(Extracted records)

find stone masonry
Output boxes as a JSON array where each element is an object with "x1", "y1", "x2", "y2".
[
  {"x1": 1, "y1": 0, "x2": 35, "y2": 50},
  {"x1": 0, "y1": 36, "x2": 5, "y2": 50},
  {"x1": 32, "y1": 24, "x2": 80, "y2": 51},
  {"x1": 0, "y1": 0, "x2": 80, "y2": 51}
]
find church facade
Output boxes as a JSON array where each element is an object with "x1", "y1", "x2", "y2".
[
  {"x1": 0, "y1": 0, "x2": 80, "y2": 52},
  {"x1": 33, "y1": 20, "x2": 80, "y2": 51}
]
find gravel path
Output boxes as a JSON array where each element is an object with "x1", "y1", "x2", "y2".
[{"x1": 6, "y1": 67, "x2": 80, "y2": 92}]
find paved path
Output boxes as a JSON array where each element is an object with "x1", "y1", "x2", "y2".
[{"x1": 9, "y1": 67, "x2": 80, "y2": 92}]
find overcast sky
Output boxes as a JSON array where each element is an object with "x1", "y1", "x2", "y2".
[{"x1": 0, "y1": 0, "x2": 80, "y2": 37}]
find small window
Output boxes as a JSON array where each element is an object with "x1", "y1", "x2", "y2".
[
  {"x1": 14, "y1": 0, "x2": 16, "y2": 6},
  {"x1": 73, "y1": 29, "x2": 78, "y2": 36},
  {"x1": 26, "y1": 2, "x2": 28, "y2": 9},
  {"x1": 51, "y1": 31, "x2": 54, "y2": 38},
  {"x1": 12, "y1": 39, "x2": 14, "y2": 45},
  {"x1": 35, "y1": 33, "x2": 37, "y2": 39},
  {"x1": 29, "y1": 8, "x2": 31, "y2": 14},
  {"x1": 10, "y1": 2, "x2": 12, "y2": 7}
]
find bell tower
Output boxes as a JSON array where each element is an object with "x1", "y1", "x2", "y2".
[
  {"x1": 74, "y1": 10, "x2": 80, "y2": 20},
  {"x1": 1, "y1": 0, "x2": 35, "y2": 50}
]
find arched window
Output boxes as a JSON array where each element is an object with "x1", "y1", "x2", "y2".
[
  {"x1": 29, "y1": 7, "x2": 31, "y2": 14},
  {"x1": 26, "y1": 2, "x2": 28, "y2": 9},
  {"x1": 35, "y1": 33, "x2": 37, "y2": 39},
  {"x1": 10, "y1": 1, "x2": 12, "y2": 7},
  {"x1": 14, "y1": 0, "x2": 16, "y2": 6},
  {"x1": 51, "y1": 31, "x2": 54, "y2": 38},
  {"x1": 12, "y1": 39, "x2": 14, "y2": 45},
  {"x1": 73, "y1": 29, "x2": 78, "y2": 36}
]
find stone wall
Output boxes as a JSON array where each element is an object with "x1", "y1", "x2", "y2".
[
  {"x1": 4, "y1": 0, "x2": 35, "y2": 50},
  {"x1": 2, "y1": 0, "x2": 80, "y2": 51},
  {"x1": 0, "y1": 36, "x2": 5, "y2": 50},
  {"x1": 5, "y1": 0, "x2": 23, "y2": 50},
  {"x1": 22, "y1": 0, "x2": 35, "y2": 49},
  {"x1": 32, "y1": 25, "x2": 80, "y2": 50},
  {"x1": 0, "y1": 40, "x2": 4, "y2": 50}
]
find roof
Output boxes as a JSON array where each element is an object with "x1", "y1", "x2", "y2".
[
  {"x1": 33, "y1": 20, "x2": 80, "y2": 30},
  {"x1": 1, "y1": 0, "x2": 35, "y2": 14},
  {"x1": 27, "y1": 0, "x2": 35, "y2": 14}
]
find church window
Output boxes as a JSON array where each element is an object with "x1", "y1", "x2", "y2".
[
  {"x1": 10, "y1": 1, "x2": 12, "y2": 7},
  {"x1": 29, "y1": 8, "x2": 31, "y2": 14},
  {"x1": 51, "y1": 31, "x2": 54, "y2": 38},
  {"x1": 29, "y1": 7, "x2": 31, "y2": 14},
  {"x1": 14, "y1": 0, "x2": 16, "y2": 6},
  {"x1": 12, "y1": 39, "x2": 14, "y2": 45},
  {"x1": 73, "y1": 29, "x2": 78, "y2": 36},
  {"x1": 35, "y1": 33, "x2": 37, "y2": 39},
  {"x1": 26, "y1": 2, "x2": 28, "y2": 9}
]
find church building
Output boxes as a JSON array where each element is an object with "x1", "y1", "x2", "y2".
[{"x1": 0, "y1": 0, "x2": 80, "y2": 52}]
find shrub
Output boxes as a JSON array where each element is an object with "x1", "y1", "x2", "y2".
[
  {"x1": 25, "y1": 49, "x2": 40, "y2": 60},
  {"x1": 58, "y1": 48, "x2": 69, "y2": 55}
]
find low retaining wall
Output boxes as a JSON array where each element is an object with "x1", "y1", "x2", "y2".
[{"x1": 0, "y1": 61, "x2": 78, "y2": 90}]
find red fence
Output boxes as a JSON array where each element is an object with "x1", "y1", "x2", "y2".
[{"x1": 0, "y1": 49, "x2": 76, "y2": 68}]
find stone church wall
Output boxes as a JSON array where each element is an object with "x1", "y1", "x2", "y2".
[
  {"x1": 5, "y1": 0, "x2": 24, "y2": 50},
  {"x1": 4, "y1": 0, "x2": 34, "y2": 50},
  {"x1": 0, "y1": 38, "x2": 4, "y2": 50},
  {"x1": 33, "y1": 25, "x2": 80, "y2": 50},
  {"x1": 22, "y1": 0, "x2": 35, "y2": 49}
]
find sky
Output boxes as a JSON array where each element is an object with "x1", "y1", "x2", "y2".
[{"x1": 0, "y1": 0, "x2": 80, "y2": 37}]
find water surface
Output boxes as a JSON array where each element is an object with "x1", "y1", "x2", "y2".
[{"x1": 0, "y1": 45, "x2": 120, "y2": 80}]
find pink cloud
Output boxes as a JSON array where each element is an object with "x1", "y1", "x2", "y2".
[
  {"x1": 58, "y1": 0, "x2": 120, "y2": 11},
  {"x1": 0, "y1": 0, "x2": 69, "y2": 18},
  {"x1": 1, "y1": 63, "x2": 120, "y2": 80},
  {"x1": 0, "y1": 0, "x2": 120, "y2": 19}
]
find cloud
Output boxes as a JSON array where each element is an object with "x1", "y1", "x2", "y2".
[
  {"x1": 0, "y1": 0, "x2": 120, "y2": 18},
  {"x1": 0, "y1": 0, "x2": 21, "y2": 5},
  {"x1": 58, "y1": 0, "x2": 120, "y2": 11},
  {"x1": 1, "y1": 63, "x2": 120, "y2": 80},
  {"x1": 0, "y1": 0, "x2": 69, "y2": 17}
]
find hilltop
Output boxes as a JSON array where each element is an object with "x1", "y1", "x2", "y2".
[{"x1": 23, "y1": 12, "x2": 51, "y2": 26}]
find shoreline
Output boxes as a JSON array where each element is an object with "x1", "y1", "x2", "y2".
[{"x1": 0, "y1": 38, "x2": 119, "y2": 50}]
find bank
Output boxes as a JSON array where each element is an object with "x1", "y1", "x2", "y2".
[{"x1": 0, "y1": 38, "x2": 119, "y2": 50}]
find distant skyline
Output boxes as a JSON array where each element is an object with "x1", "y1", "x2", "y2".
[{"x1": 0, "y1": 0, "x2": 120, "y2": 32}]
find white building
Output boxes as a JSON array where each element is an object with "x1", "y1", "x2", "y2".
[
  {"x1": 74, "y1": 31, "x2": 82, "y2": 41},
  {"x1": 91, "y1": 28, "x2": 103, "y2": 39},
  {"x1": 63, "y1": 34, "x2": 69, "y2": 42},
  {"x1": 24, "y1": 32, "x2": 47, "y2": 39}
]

(End Extracted records)

- _Work to be completed_
Retype each line above exactly as written.

- _Solved exercise_
find stone masonry
Output boxes as a JSON array where each element is an object with "x1", "y1", "x2", "y2".
[
  {"x1": 1, "y1": 0, "x2": 35, "y2": 50},
  {"x1": 0, "y1": 36, "x2": 5, "y2": 50},
  {"x1": 32, "y1": 24, "x2": 80, "y2": 51},
  {"x1": 0, "y1": 0, "x2": 80, "y2": 51}
]
find church facade
Output boxes as a JSON array where each element is an object with "x1", "y1", "x2", "y2".
[
  {"x1": 0, "y1": 0, "x2": 80, "y2": 52},
  {"x1": 33, "y1": 20, "x2": 80, "y2": 51}
]
find gravel path
Output boxes as a JSON array where each element is an object with "x1", "y1", "x2", "y2".
[{"x1": 6, "y1": 67, "x2": 80, "y2": 92}]
find paved path
Output boxes as a JSON array where each element is an object with "x1", "y1", "x2", "y2".
[{"x1": 9, "y1": 67, "x2": 80, "y2": 92}]
find overcast sky
Output boxes as a JSON array where each element is an object with "x1", "y1", "x2", "y2".
[{"x1": 0, "y1": 0, "x2": 80, "y2": 37}]
find small window
Output boxes as a JSON array where each element is an object with "x1", "y1", "x2", "y2".
[
  {"x1": 14, "y1": 0, "x2": 16, "y2": 6},
  {"x1": 73, "y1": 29, "x2": 78, "y2": 36},
  {"x1": 26, "y1": 2, "x2": 28, "y2": 9},
  {"x1": 51, "y1": 31, "x2": 54, "y2": 38},
  {"x1": 12, "y1": 39, "x2": 14, "y2": 45},
  {"x1": 35, "y1": 33, "x2": 37, "y2": 39},
  {"x1": 29, "y1": 8, "x2": 31, "y2": 14},
  {"x1": 10, "y1": 2, "x2": 12, "y2": 7}
]
find bell tower
Output boxes as a JSON array where each element is an object with "x1", "y1", "x2", "y2".
[
  {"x1": 74, "y1": 10, "x2": 80, "y2": 20},
  {"x1": 1, "y1": 0, "x2": 35, "y2": 50}
]
find arched window
Output boxes as a JSON array where each element is an object with "x1", "y1", "x2", "y2".
[
  {"x1": 29, "y1": 7, "x2": 31, "y2": 14},
  {"x1": 26, "y1": 2, "x2": 28, "y2": 9},
  {"x1": 35, "y1": 33, "x2": 37, "y2": 39},
  {"x1": 10, "y1": 1, "x2": 12, "y2": 7},
  {"x1": 14, "y1": 0, "x2": 16, "y2": 6},
  {"x1": 51, "y1": 31, "x2": 54, "y2": 38},
  {"x1": 12, "y1": 39, "x2": 14, "y2": 45},
  {"x1": 73, "y1": 29, "x2": 78, "y2": 36}
]
find stone wall
Output boxes as a JSON array where each element is an object with "x1", "y1", "x2", "y2".
[
  {"x1": 4, "y1": 0, "x2": 35, "y2": 50},
  {"x1": 2, "y1": 0, "x2": 80, "y2": 51},
  {"x1": 0, "y1": 36, "x2": 5, "y2": 50},
  {"x1": 5, "y1": 0, "x2": 23, "y2": 50},
  {"x1": 22, "y1": 0, "x2": 35, "y2": 49},
  {"x1": 32, "y1": 25, "x2": 80, "y2": 50},
  {"x1": 0, "y1": 40, "x2": 4, "y2": 50}
]
find roof
Output boxes as a JSON array where each element is an object with "x1", "y1", "x2", "y2".
[
  {"x1": 33, "y1": 20, "x2": 80, "y2": 30},
  {"x1": 1, "y1": 0, "x2": 35, "y2": 14},
  {"x1": 27, "y1": 0, "x2": 35, "y2": 14}
]
find church window
Output boxes as a JSON array where each element is an object with "x1", "y1", "x2", "y2".
[
  {"x1": 10, "y1": 1, "x2": 12, "y2": 7},
  {"x1": 29, "y1": 8, "x2": 31, "y2": 14},
  {"x1": 51, "y1": 31, "x2": 54, "y2": 38},
  {"x1": 29, "y1": 7, "x2": 31, "y2": 14},
  {"x1": 14, "y1": 0, "x2": 16, "y2": 6},
  {"x1": 12, "y1": 39, "x2": 14, "y2": 45},
  {"x1": 73, "y1": 29, "x2": 78, "y2": 36},
  {"x1": 35, "y1": 33, "x2": 37, "y2": 39},
  {"x1": 26, "y1": 2, "x2": 28, "y2": 9}
]
find church building
Output boxes as a JSON array where each element is an object with "x1", "y1", "x2", "y2".
[{"x1": 0, "y1": 0, "x2": 80, "y2": 52}]
find shrub
Output boxes as a JSON array where each element is an object with "x1", "y1", "x2", "y2".
[
  {"x1": 25, "y1": 49, "x2": 40, "y2": 60},
  {"x1": 58, "y1": 48, "x2": 69, "y2": 55}
]
find low retaining wall
Output boxes as a JSON array where each element is an object with "x1", "y1", "x2", "y2".
[{"x1": 0, "y1": 61, "x2": 78, "y2": 90}]
find red fence
Output boxes as a JSON array where each element is an object with "x1", "y1", "x2", "y2".
[{"x1": 0, "y1": 49, "x2": 76, "y2": 68}]
find stone church wall
Output boxes as a JSON array where each element is an object with "x1", "y1", "x2", "y2".
[
  {"x1": 5, "y1": 0, "x2": 24, "y2": 50},
  {"x1": 4, "y1": 0, "x2": 34, "y2": 50},
  {"x1": 0, "y1": 38, "x2": 4, "y2": 50},
  {"x1": 33, "y1": 25, "x2": 80, "y2": 50},
  {"x1": 22, "y1": 0, "x2": 35, "y2": 49}
]
find sky
Output boxes as a JSON array where each element is an object with "x1", "y1", "x2", "y2".
[{"x1": 0, "y1": 0, "x2": 80, "y2": 37}]
find water surface
Output boxes as a JSON array where each element is an object with "x1", "y1", "x2", "y2".
[{"x1": 0, "y1": 45, "x2": 120, "y2": 80}]
find pink cloud
Output boxes as a JSON array where each element is an object with "x1", "y1", "x2", "y2".
[
  {"x1": 58, "y1": 0, "x2": 120, "y2": 11},
  {"x1": 0, "y1": 0, "x2": 69, "y2": 18},
  {"x1": 1, "y1": 63, "x2": 120, "y2": 80},
  {"x1": 0, "y1": 0, "x2": 120, "y2": 19}
]
find cloud
Output boxes as a JSON array where each element is an object with "x1", "y1", "x2", "y2".
[
  {"x1": 0, "y1": 0, "x2": 120, "y2": 18},
  {"x1": 0, "y1": 0, "x2": 21, "y2": 5},
  {"x1": 58, "y1": 0, "x2": 120, "y2": 11},
  {"x1": 1, "y1": 63, "x2": 120, "y2": 80},
  {"x1": 0, "y1": 0, "x2": 69, "y2": 17}
]
find hilltop
Output boxes as a JSON array where each element is an object with "x1", "y1", "x2", "y2".
[{"x1": 23, "y1": 12, "x2": 51, "y2": 26}]
find shoreline
Output boxes as a JSON array where each element is an object with "x1", "y1", "x2", "y2".
[{"x1": 0, "y1": 38, "x2": 119, "y2": 50}]
find bank
Output boxes as a JSON array where each element is an object with "x1", "y1", "x2", "y2".
[{"x1": 0, "y1": 38, "x2": 119, "y2": 50}]
find distant skyline
Output boxes as a JSON array where each element is an object with "x1", "y1", "x2", "y2".
[{"x1": 0, "y1": 0, "x2": 120, "y2": 32}]
find white building
Output boxes as a JSON array where each element is an object with "x1", "y1", "x2", "y2".
[
  {"x1": 74, "y1": 31, "x2": 82, "y2": 41},
  {"x1": 91, "y1": 28, "x2": 103, "y2": 39},
  {"x1": 63, "y1": 34, "x2": 69, "y2": 42},
  {"x1": 24, "y1": 32, "x2": 47, "y2": 39}
]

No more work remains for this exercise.